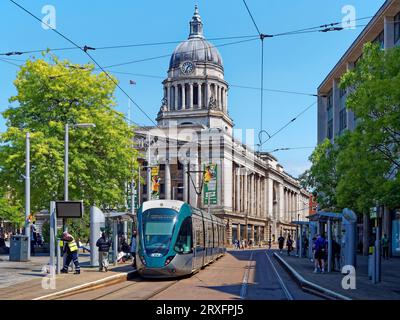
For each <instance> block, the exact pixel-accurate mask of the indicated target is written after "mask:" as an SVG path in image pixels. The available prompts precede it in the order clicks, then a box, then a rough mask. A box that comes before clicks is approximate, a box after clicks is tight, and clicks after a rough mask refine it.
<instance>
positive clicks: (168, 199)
mask: <svg viewBox="0 0 400 320" xmlns="http://www.w3.org/2000/svg"><path fill="white" fill-rule="evenodd" d="M170 166H171V165H170V164H169V162H168V161H167V162H166V163H165V199H167V200H170V199H171V191H172V190H171V167H170Z"/></svg>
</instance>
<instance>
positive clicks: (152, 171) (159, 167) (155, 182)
mask: <svg viewBox="0 0 400 320" xmlns="http://www.w3.org/2000/svg"><path fill="white" fill-rule="evenodd" d="M159 174H160V167H159V166H155V167H152V168H151V200H159V199H160V182H161V179H160V175H159Z"/></svg>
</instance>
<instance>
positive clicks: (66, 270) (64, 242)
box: [61, 231, 81, 274]
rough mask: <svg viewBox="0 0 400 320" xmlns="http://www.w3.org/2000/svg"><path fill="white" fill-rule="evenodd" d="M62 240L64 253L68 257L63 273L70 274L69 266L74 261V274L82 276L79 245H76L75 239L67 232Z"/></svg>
mask: <svg viewBox="0 0 400 320" xmlns="http://www.w3.org/2000/svg"><path fill="white" fill-rule="evenodd" d="M62 240H63V241H64V249H63V252H64V253H65V254H66V255H67V257H66V259H65V264H64V267H63V268H62V270H61V273H68V266H69V264H70V263H71V261H72V262H73V263H74V265H75V273H74V274H80V273H81V268H80V265H79V261H78V245H77V244H76V241H75V239H74V237H73V236H72V235H70V234H69V233H68V232H66V231H65V232H64V233H63V235H62Z"/></svg>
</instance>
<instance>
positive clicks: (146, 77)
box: [0, 58, 318, 97]
mask: <svg viewBox="0 0 400 320" xmlns="http://www.w3.org/2000/svg"><path fill="white" fill-rule="evenodd" d="M7 60H11V61H21V62H23V61H25V60H19V59H9V58H0V61H2V62H5V63H9V61H7ZM11 64H13V65H14V66H16V67H21V66H22V65H19V64H15V63H11ZM69 67H70V68H74V69H81V70H83V71H89V69H86V68H76V67H75V66H73V65H71V66H69ZM108 71H109V72H110V73H112V74H121V75H127V76H128V75H129V76H137V77H145V78H153V79H164V77H163V76H157V75H152V74H144V73H134V72H124V71H116V70H108ZM69 75H70V73H64V74H61V75H56V76H53V78H60V77H64V76H69ZM229 86H230V87H234V88H241V89H249V90H257V91H258V90H260V88H259V87H252V86H244V85H238V84H229ZM263 90H264V91H266V92H276V93H286V94H294V95H302V96H309V97H318V95H317V94H314V93H306V92H299V91H289V90H279V89H270V88H264V89H263Z"/></svg>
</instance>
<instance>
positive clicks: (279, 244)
mask: <svg viewBox="0 0 400 320" xmlns="http://www.w3.org/2000/svg"><path fill="white" fill-rule="evenodd" d="M284 243H285V238H284V237H282V235H280V236H279V238H278V245H279V251H280V253H282V250H283V244H284Z"/></svg>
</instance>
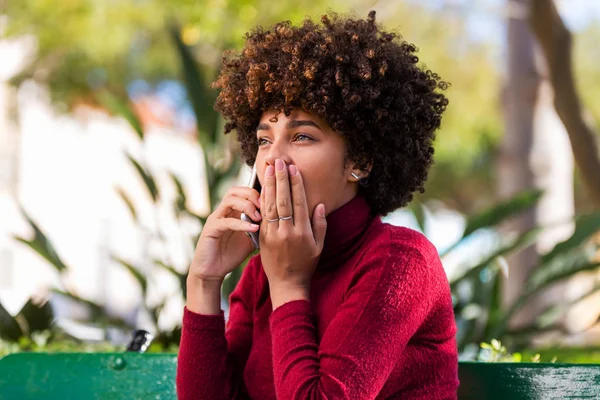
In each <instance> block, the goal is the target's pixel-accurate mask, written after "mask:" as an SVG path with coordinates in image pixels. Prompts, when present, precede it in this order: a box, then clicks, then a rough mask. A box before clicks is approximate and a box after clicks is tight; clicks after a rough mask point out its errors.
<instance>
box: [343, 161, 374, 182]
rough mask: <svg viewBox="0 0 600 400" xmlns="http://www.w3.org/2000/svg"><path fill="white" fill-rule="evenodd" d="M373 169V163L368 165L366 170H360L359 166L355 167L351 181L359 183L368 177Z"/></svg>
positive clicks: (350, 179)
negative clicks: (360, 180) (357, 182)
mask: <svg viewBox="0 0 600 400" xmlns="http://www.w3.org/2000/svg"><path fill="white" fill-rule="evenodd" d="M371 168H373V164H372V163H370V164H369V165H367V167H366V168H360V167H359V166H358V165H354V166H353V168H352V169H351V170H350V177H349V180H351V181H353V182H358V181H360V180H361V179H364V178H366V177H368V176H369V173H370V172H371Z"/></svg>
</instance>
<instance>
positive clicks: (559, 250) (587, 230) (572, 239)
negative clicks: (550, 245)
mask: <svg viewBox="0 0 600 400" xmlns="http://www.w3.org/2000/svg"><path fill="white" fill-rule="evenodd" d="M598 231H600V211H599V212H596V213H593V214H591V215H581V216H579V217H577V219H576V220H575V230H574V232H573V235H571V237H570V238H569V239H567V240H565V241H564V242H561V243H558V244H557V245H556V246H554V248H553V249H552V250H551V251H550V252H548V253H547V254H545V255H543V256H542V258H541V262H542V264H546V263H548V262H550V261H551V260H552V259H553V258H554V257H556V256H557V255H559V254H563V253H564V252H566V251H569V250H571V249H573V248H575V247H578V246H579V245H581V244H582V243H584V242H585V241H587V240H588V239H589V238H590V237H591V236H592V235H593V234H594V233H596V232H598Z"/></svg>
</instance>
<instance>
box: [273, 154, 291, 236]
mask: <svg viewBox="0 0 600 400" xmlns="http://www.w3.org/2000/svg"><path fill="white" fill-rule="evenodd" d="M275 178H276V184H277V187H276V201H275V203H276V204H277V214H278V215H279V218H280V221H279V224H280V226H286V225H288V226H289V225H294V219H293V209H292V198H291V192H290V181H289V175H288V171H287V165H285V162H284V161H283V160H279V159H278V160H275Z"/></svg>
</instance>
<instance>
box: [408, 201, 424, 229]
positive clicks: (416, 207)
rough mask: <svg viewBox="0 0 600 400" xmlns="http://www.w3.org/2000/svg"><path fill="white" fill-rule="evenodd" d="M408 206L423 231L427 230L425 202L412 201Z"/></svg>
mask: <svg viewBox="0 0 600 400" xmlns="http://www.w3.org/2000/svg"><path fill="white" fill-rule="evenodd" d="M408 208H409V209H410V211H411V212H412V213H413V215H414V216H415V219H416V220H417V224H419V229H420V230H421V232H425V208H424V206H423V204H421V203H418V202H412V203H410V204H409V205H408Z"/></svg>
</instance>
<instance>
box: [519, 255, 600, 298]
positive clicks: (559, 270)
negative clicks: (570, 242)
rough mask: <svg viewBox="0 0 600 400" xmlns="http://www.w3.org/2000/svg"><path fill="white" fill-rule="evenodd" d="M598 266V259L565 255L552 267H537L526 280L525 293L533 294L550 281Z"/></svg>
mask: <svg viewBox="0 0 600 400" xmlns="http://www.w3.org/2000/svg"><path fill="white" fill-rule="evenodd" d="M598 267H600V261H589V260H588V259H587V258H586V257H582V256H580V255H574V256H573V257H572V258H566V257H565V258H564V259H563V263H560V264H556V265H553V266H552V267H549V266H548V267H545V268H544V267H538V268H537V269H536V270H535V271H534V272H533V274H532V276H531V278H530V279H529V280H528V282H527V286H526V287H527V289H526V293H527V294H528V295H530V294H533V293H535V292H538V291H540V290H542V289H543V288H545V287H547V286H549V285H551V284H552V283H555V282H558V281H560V280H562V279H565V278H569V277H571V276H573V275H575V274H577V273H579V272H582V271H589V270H593V269H596V268H598Z"/></svg>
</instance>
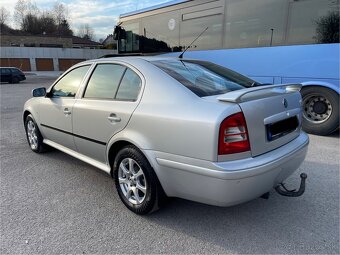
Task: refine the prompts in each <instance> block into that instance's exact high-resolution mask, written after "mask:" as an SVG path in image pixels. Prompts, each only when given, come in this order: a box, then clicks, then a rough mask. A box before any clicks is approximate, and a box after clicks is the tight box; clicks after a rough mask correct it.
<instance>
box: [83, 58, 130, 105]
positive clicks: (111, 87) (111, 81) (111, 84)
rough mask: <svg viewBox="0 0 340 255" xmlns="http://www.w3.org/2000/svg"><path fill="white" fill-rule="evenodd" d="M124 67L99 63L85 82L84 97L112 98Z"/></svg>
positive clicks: (119, 65)
mask: <svg viewBox="0 0 340 255" xmlns="http://www.w3.org/2000/svg"><path fill="white" fill-rule="evenodd" d="M125 69H126V67H124V66H121V65H116V64H99V65H97V67H96V69H95V70H94V71H93V74H92V76H91V78H90V80H89V83H88V84H87V88H86V91H85V94H84V98H102V99H114V97H115V95H116V92H117V88H118V85H119V82H120V80H121V78H122V75H123V74H124V72H125Z"/></svg>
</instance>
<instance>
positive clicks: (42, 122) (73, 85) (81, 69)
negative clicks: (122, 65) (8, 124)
mask: <svg viewBox="0 0 340 255" xmlns="http://www.w3.org/2000/svg"><path fill="white" fill-rule="evenodd" d="M89 67H90V65H84V66H80V67H77V68H75V69H73V70H71V71H70V72H68V73H67V74H66V75H65V76H63V77H62V78H61V79H60V80H59V81H57V83H56V84H55V85H54V86H53V87H52V89H51V91H50V92H49V94H48V96H47V97H45V98H43V99H42V100H41V104H40V105H39V117H40V124H41V131H42V133H43V135H44V138H47V139H49V140H51V141H53V142H55V143H58V144H60V145H62V146H65V147H67V148H69V149H71V150H76V147H75V144H74V140H73V134H72V118H73V112H72V110H73V105H74V103H75V101H76V99H75V95H76V93H77V91H78V89H79V87H80V84H81V83H82V80H83V79H84V77H85V75H86V73H87V71H88V69H89Z"/></svg>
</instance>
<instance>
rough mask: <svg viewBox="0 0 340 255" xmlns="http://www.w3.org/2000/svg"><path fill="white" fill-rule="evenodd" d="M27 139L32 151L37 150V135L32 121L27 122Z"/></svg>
mask: <svg viewBox="0 0 340 255" xmlns="http://www.w3.org/2000/svg"><path fill="white" fill-rule="evenodd" d="M27 137H28V142H29V144H30V146H31V148H32V150H36V149H37V148H38V135H37V128H36V126H35V123H34V122H33V121H32V120H29V121H28V122H27Z"/></svg>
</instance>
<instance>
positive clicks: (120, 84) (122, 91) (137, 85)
mask: <svg viewBox="0 0 340 255" xmlns="http://www.w3.org/2000/svg"><path fill="white" fill-rule="evenodd" d="M141 86H142V81H141V79H140V78H139V76H138V75H137V74H136V73H135V72H134V71H132V70H131V69H127V70H126V72H125V74H124V77H123V79H122V81H121V83H120V86H119V89H118V92H117V96H116V99H120V100H131V101H134V100H136V99H137V97H138V94H139V91H140V89H141Z"/></svg>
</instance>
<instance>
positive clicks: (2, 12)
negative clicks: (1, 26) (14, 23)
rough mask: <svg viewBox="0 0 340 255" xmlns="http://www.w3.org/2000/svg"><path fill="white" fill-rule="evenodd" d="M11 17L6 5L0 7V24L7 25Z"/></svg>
mask: <svg viewBox="0 0 340 255" xmlns="http://www.w3.org/2000/svg"><path fill="white" fill-rule="evenodd" d="M9 18H10V13H9V12H8V11H7V9H6V8H5V7H3V6H2V7H1V8H0V25H7V22H8V20H9Z"/></svg>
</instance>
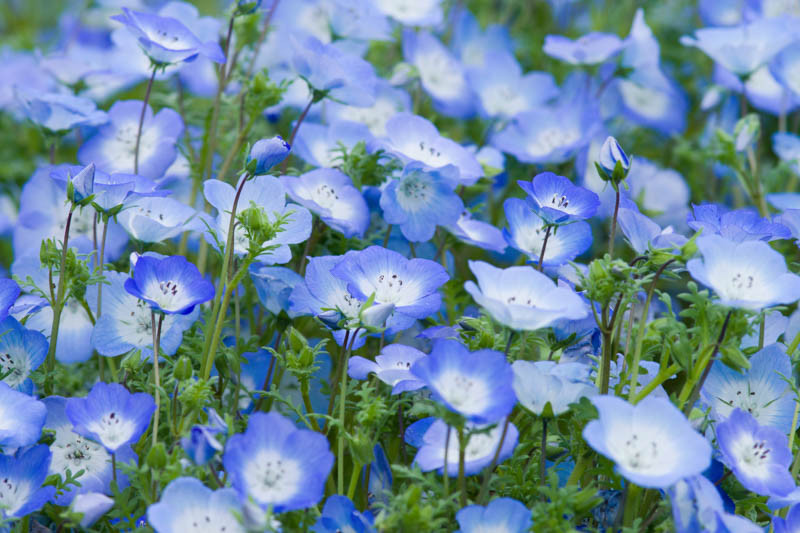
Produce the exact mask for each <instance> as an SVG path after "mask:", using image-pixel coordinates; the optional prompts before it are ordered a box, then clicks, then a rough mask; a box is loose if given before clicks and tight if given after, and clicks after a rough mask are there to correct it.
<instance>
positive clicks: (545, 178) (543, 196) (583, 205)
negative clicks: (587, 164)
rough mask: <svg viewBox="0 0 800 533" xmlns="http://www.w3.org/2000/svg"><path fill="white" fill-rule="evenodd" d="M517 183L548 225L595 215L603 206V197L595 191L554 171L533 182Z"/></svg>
mask: <svg viewBox="0 0 800 533" xmlns="http://www.w3.org/2000/svg"><path fill="white" fill-rule="evenodd" d="M517 183H518V184H519V186H520V187H522V190H523V191H525V192H526V193H528V197H527V200H528V204H529V205H530V206H531V209H533V211H534V212H535V213H536V214H537V215H539V216H540V217H541V218H542V219H544V220H546V221H547V223H548V224H565V223H567V222H574V221H576V220H583V219H586V218H591V217H593V216H594V214H595V213H596V212H597V208H598V207H600V198H598V197H597V195H596V194H595V193H593V192H592V191H590V190H588V189H584V188H583V187H579V186H577V185H574V184H573V183H572V181H570V180H569V179H568V178H565V177H564V176H557V175H555V174H553V173H552V172H542V173H541V174H537V175H536V176H534V178H533V179H532V180H531V181H530V182H527V181H518V182H517Z"/></svg>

--------------------

### What you have to do
Transcribe the listing above verbatim, starting with its first line and stopping after the line that contains "box: [61, 231, 81, 274]", including both ends. Leave the pictures out of your answer.

### Answer box
For each <instance> block, the exact pixel-accurate mask of the indicated target is written after "mask:" as an SVG path in image pixels. The available prompts precede it in the order clicks, then a box, then a rough mask. A box that comes before clicks is approximate, a box after clicks is tight, and clicks after a rough mask refine it.
<instance>
positive clicks: (168, 199)
mask: <svg viewBox="0 0 400 320" xmlns="http://www.w3.org/2000/svg"><path fill="white" fill-rule="evenodd" d="M170 166H171V165H170V164H169V162H168V161H167V162H166V163H165V199H167V200H170V199H171V191H172V190H171V167H170Z"/></svg>
</instance>
<instance>
positive clicks: (152, 171) (159, 167) (155, 182)
mask: <svg viewBox="0 0 400 320" xmlns="http://www.w3.org/2000/svg"><path fill="white" fill-rule="evenodd" d="M159 174H160V167H159V166H155V167H152V168H151V200H159V199H160V182H161V179H160V175H159Z"/></svg>
</instance>
<instance>
positive clicks: (66, 270) (64, 242)
box: [61, 231, 81, 274]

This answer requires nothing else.